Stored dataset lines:
☆ ☆ ☆

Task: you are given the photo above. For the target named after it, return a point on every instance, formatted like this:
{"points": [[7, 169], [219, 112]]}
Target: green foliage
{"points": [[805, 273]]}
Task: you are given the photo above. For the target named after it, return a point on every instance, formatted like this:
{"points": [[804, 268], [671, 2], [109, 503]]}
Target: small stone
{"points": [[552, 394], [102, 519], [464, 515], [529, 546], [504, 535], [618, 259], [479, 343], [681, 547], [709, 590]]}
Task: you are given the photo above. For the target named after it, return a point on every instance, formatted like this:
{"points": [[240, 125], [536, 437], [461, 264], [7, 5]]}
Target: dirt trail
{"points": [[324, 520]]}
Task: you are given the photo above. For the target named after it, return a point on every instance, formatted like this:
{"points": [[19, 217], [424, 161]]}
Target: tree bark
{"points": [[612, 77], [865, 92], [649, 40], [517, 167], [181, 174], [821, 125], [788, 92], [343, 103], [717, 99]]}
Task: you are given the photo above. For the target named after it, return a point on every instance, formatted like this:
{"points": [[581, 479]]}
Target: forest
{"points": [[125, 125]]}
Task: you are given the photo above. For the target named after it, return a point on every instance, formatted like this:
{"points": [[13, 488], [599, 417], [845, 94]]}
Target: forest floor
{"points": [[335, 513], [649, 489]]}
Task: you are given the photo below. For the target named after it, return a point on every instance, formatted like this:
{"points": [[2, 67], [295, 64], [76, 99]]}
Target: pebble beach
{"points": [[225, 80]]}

☆ ☆ ☆

_TASK INSTRUCTIONS_. Reproduce every one of the lines above word for word.

_RIGHT ANSWER_.
Task: you are given the photo above. For the target named after it, return a point on every instance, formatted like this:
{"points": [[7, 169], [219, 112]]}
Target: green foliage
{"points": [[805, 273]]}
Task: you are given the photo above. For the target named after it, return a point on every instance, formatted like this:
{"points": [[804, 268], [671, 2], [109, 503]]}
Target: small stone
{"points": [[552, 394], [102, 519], [464, 515], [529, 546], [504, 535], [618, 259], [479, 343], [681, 547], [709, 590]]}
Task: you are given the photo above. For the target named after it, return a point on every instance, formatted like this:
{"points": [[240, 125], [536, 437], [461, 264], [7, 5]]}
Target: dirt trail
{"points": [[324, 520]]}
Task: you are given the photo above. For the target named after it, return a point on every instance, formatted like this:
{"points": [[19, 217], [424, 161]]}
Target: tree bark
{"points": [[612, 77], [865, 92], [649, 40], [517, 167], [181, 174], [821, 125], [788, 92], [343, 103], [717, 99]]}
Task: you are given the photo above. For the target named after it, return a point on every instance, formatted like this:
{"points": [[581, 479]]}
Target: forest
{"points": [[125, 125]]}
Task: you are given the photo above. For the target named after it, return a point on every instance, formatted like this:
{"points": [[13, 488], [599, 417], [845, 94]]}
Target: forest floor
{"points": [[335, 513], [649, 489]]}
Task: you are given the photo below. For the target named after it, return a point on every instance, formatted like this:
{"points": [[2, 67], [295, 64], [76, 99]]}
Target: pebble beach
{"points": [[225, 80]]}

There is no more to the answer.